(Stored records)
****************************************

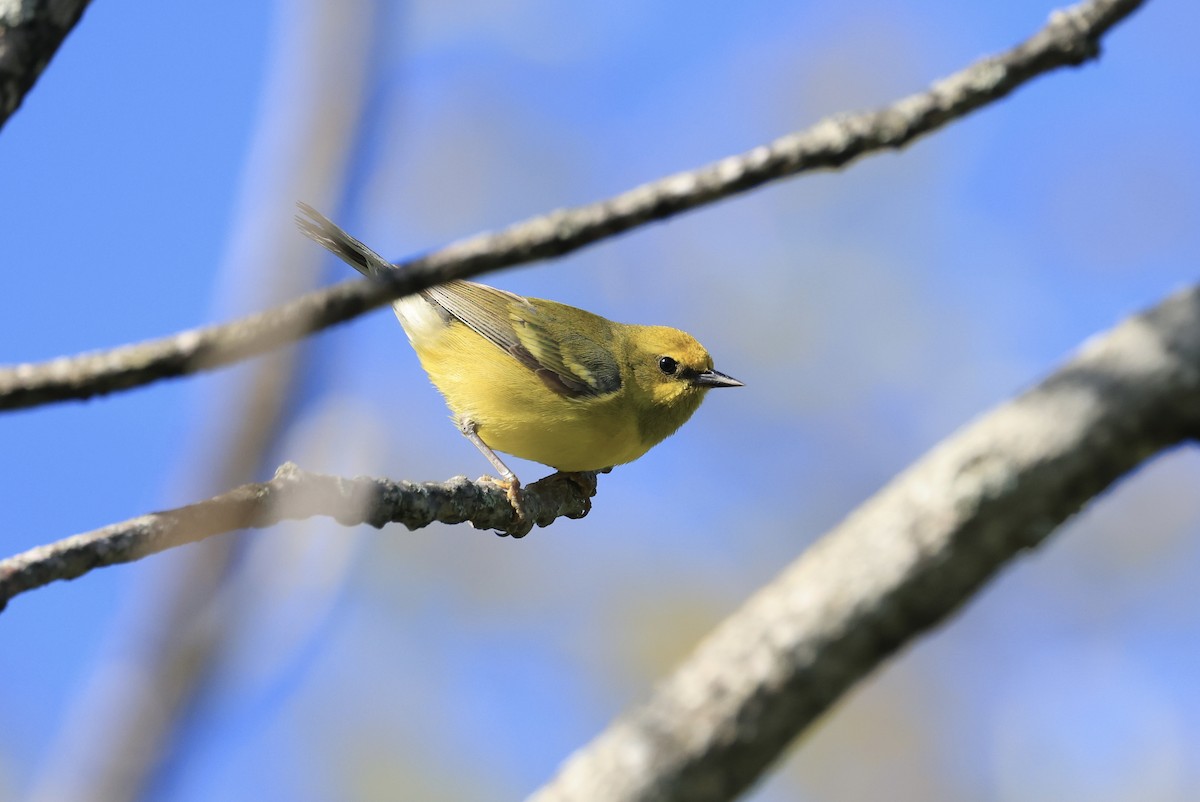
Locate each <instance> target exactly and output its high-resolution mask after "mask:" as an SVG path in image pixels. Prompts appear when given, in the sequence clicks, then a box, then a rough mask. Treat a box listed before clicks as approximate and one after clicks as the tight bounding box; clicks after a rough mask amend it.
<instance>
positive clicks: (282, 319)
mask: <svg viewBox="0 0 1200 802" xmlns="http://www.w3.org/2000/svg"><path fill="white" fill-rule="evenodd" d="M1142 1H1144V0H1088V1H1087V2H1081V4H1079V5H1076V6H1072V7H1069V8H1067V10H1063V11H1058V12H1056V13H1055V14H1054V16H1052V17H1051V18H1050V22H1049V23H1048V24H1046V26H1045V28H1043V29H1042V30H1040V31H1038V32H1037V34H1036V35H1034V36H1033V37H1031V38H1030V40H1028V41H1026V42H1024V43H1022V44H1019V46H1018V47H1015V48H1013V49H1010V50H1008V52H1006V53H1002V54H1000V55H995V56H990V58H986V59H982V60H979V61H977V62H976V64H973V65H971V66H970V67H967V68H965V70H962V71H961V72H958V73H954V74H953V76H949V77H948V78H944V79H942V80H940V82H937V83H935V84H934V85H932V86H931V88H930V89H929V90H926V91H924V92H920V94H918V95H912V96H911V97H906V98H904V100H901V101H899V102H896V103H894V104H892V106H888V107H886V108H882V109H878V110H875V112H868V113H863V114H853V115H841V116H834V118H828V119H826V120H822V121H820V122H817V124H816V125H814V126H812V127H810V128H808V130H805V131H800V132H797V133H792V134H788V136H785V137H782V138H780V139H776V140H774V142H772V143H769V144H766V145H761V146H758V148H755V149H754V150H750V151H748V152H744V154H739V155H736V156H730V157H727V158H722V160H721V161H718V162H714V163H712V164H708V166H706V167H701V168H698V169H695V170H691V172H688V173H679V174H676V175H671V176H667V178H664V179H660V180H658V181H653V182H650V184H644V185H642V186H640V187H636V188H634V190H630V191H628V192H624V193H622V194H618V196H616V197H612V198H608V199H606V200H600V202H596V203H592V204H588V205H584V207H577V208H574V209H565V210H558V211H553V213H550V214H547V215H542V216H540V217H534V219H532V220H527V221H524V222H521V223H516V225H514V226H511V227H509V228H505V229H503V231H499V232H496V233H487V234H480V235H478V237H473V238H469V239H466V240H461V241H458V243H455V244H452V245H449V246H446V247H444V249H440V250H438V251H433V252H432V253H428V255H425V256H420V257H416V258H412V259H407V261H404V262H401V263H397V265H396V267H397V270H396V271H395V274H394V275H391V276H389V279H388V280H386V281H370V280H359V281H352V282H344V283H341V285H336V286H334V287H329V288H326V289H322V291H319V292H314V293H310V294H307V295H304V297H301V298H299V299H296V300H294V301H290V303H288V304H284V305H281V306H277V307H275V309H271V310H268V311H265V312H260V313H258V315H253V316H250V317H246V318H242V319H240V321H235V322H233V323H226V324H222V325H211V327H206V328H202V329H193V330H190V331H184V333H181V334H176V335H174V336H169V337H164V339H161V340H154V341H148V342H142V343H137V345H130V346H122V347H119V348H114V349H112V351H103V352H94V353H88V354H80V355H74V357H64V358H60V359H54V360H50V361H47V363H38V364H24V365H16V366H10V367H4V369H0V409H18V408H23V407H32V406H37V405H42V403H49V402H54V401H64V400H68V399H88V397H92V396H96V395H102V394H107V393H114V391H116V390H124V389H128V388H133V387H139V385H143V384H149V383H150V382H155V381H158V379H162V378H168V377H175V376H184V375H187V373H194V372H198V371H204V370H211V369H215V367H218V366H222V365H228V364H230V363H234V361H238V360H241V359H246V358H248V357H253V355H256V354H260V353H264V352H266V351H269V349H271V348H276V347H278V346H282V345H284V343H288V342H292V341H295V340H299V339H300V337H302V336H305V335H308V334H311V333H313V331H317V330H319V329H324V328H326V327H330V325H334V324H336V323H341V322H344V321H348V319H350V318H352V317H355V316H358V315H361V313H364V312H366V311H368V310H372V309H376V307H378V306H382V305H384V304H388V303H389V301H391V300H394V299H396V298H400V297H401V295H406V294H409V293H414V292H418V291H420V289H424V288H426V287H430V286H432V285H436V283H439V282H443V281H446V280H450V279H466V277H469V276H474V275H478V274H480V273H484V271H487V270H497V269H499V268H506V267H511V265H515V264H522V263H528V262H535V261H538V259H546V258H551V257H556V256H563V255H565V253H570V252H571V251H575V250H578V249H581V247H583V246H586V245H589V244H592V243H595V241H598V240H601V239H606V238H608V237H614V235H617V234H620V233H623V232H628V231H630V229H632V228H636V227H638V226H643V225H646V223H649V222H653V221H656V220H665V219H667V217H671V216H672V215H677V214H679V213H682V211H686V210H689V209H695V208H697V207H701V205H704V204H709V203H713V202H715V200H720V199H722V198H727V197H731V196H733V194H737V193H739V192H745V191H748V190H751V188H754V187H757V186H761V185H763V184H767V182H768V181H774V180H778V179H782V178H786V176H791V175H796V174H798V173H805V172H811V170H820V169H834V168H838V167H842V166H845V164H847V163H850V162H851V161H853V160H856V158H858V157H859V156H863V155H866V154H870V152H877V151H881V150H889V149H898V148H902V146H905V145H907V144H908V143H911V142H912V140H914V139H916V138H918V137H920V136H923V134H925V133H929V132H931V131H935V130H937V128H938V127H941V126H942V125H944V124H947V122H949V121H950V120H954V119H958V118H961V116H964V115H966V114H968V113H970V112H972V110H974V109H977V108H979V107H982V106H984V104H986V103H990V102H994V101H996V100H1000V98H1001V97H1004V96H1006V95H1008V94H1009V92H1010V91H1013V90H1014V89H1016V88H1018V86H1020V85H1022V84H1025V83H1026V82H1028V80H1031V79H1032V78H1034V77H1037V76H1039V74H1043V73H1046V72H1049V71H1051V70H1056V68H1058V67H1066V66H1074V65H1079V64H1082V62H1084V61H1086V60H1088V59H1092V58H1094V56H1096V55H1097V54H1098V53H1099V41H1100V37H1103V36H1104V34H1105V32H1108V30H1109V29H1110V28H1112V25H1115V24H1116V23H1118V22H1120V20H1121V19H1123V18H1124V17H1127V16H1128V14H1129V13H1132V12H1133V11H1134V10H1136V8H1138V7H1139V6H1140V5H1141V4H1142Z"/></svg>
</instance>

****************************************

• [Task]: What lines in the records above include the string "clicks"? Copy each one.

• [Result of the task]:
Locate each <instance> target exactly and output its high-resolution mask after "mask:" as an SVG path in image pixels. Prompts appear when given, in the sequence clicks, then a box, then a rough mask. Treat a box listed before clicks as approximate and one after clicks as the tight bounding box; clicks after a rough mask amend it.
positive clicks: (282, 319)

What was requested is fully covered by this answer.